→ What to do:
Reproduce word for word the stretch of the column on Ace's Western Adventures that starts with the words "Thanks to an" and finishes with "on western themes.".

→ Excerpted passage:
(begin)

DEPARTMENT OF COMICS CURIOSITIES #29: WESTERN ADVENTURES

Thanks to an excellent article on the history of Ace Comics by one Mark Carlton-Ghost in ALTER EGO #144, I went curiosity-hunting in the six-issue run of Ace's WESTERN ADVENTURES (1948-49). None of the stories therein bear close analysis, but as an overall phenomenon, they comprise an interesting variation on western themes.

The feature included a few cross-genre products, such as "western romances" and "western true crime stories," but most of the stories feature cover-starring hero "The Cross-Draw Kid," whose specialty was confusing his enemies with a cross-drawing technique, as well as inciting pitter-patter in the hearts of numerous fillies to whom he barely paid attention. His enemies included a couple of very minor masked villains, hardly a match for the more distinctive villains in Ace's superhero line, and one mundane owlhoot who shared the name of the villain in the 2011 cartoon film RANGO: the name of "Rattlesnake Jake."

(end)

→ Dataset section:

(begin)

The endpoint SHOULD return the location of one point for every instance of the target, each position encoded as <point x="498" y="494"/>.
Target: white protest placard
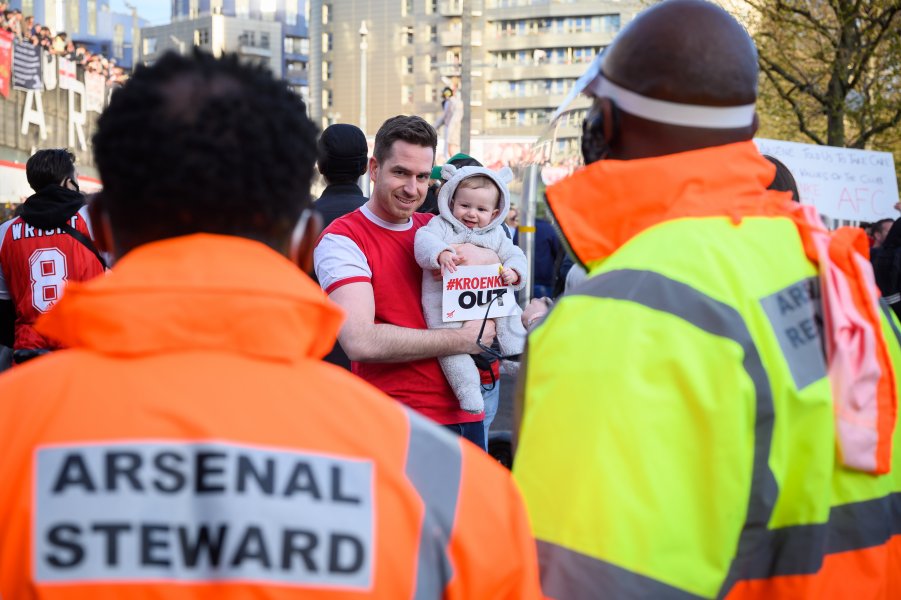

(end)

→ Answer to this exercise:
Thanks to an excellent article on the history of Ace Comics by one Mark Carlton-Ghost in ALTER EGO #144, I went curiosity-hunting in the six-issue run of Ace's WESTERN ADVENTURES (1948-49). None of the stories therein bear close analysis, but as an overall phenomenon, they comprise an interesting variation on western themes.